INSTRUCTIONS FOR THE TASK:
Carry on the piece about supporting children's developing nervous systems, picking up after its last sentence.

TEXT BLOCK:
Mould exposure. This is underappreciated. Mould exposure β particularly from water-damaged buildings β is associated with neurological symptoms, sleep disruption, and immune dysregulation in both children and adults. If there is any visible mould in the bedroom or the home more broadly, this is worth addressing as a priority.
Sleep habits and routine. Consistent sleep and wake times, a calming pre-bed routine, and age-appropriate sleep duration are the foundations of good sleep hygiene. These are not new ideas, but they are consistently under-implemented. Children's nervous systems genuinely regulate better with predictable rhythms.
10. Attachment and Connection: The Nervous System's Home Base
This last point is, in some ways, the most important of all β and the one most likely to get lost in a list dominated by movement and nutrition strategies.
The developing brain is a social brain. It develops, fundamentally, in the context of relationships. The quality of a child's early attachment relationships β particularly with their primary caregiver β has a profound and lasting influence on nervous system architecture, emotional regulation capacity, stress response, and cognitive function.
Secure attachment. A child who feels fundamentally safe, seen, and loved β who has a secure base β has a nervous system that can explore, take risks, learn from failure, and recover from stress. This is not a soft or abstract concept. The neurological architecture of secure attachment is measurable in brain imaging and physiological studies.
Co-regulation. Children cannot self-regulate before they have been co-regulated. The calm, present, regulated nervous system of a caregiver literally down-regulates the nervous system of a distressed child β through voice, touch, facial expression, and proximity. Co-regulation is not spoiling. It is neuroscience.

STORED DATA:
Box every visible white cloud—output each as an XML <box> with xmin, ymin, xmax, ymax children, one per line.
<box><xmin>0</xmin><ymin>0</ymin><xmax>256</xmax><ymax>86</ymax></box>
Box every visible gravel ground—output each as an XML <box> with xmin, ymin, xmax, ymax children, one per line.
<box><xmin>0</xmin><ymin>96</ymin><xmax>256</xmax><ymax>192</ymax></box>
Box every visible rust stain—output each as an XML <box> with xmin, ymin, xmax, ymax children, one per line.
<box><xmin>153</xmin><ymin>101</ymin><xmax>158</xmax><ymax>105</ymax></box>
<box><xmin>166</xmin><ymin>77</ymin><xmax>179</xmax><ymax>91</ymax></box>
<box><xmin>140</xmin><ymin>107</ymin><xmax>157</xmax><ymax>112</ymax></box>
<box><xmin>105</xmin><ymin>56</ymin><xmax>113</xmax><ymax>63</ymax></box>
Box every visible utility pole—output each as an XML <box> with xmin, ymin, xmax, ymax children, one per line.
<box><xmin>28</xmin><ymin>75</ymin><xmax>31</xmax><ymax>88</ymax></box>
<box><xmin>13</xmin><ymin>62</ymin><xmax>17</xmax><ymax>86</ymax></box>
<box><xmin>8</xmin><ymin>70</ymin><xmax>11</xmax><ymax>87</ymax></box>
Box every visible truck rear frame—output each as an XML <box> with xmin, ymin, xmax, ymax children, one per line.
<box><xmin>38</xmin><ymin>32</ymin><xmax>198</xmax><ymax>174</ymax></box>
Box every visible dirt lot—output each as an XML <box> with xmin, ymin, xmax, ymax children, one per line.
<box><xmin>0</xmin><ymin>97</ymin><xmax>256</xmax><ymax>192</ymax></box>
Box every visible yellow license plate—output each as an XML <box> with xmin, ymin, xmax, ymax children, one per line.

RESULT OF THIS EXERCISE:
Play and connection. Playful, joyful, attuned interaction between a parent and child is a direct stimulus for prefrontal cortex development, emotional regulation, social cognition, and language. You do not need structured educational activities to develop your child's brain β you need connection. Get on the floor with them. Be silly. Follow their lead.
Attunement to needs. A child whose needs are consistently noticed and responded to β not perfectly, but reliably β develops a secure internal working model: a belief that the world is safe enough to explore and that they are worthy of care. This belief, laid down in early childhood, shapes the nervous system for life.
You only have to get it right 30β50% of the time. This is perhaps the most liberating thing developmental neuroscience has to offer parents. Research by developmental psychologist Edward Tronick found that even sensitive, attuned parents are only "in sync" with their child about 30% of the time β and that the repair of misattunement is, itself, a critical developmental experience. You do not need to be a perfect parent. You need to be a present one who repairs ruptures. That is enough.
Putting It All Together
Looking at this list, it might feel overwhelming β as if brain development is a full-time project requiring military-level scheduling. It isn't.
Most of what's on this list is simply childhood done well: children who eat nourishing food, move freely and vigorously, sleep properly, play with their parents, and spend time outside. The environments that most reliably produce well-developed brains are not the ones with the most structured educational activities β they are the ones with the most rich, varied, embodied experience and the most secure, connected relationships.
You don't need to do all ten things perfectly every day. Pick two or three that feel most relevant to your child right now, and do those consistently. Then add more when you're ready.
The brain is always growing. It is never too late to provide the nourishment it needs.